→ **Directive**: Reproduce the records below verbatim, leaving out the pictures.

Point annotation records
--
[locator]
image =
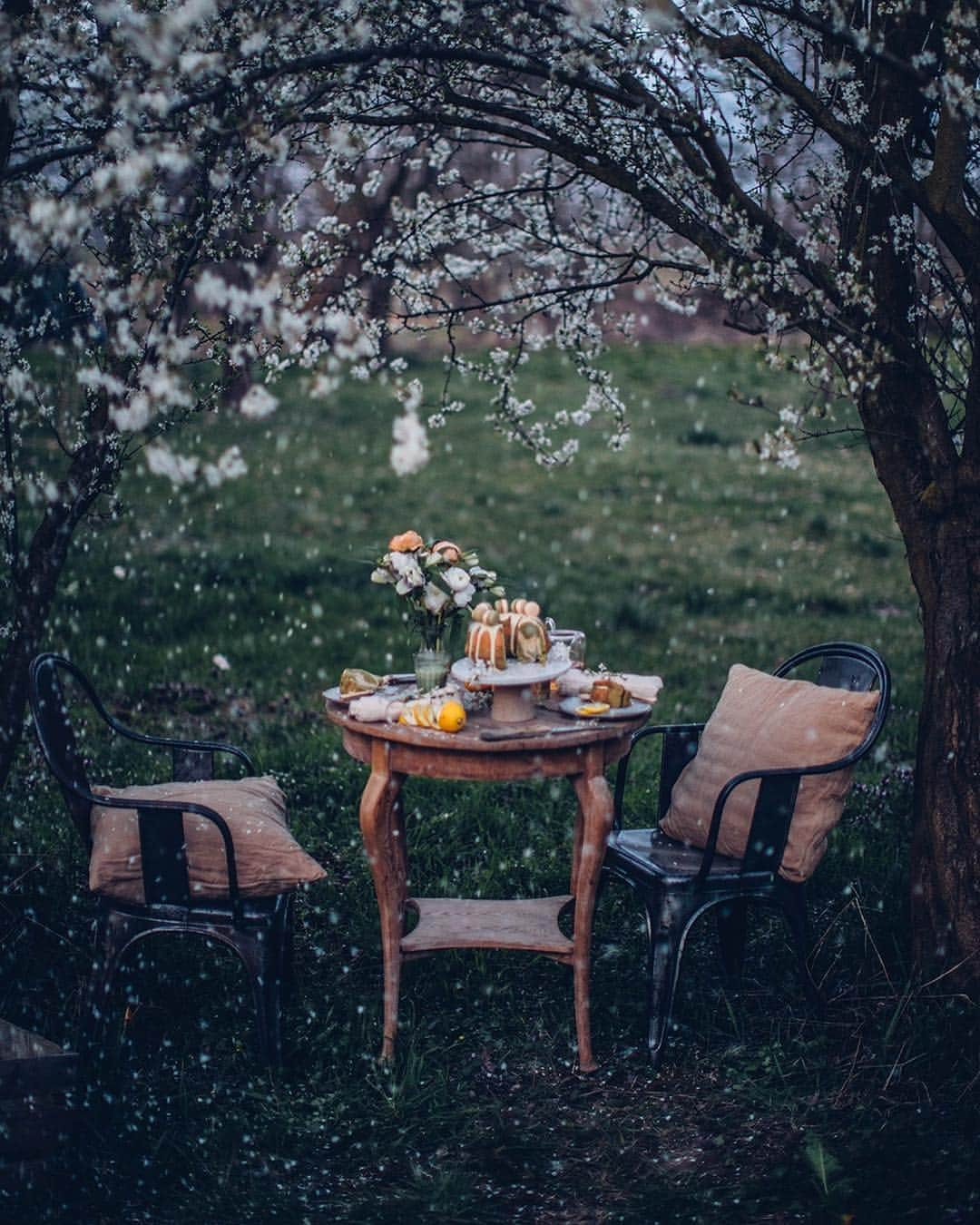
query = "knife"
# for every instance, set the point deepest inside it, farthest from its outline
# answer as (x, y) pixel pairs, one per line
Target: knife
(528, 732)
--
→ **Solution to this task**:
[locator]
image =
query = "knife"
# for every instance, set the point deepest inside it, farthest from its outline
# answer as (x, y) pixel pairs, one per line
Target: knife
(528, 732)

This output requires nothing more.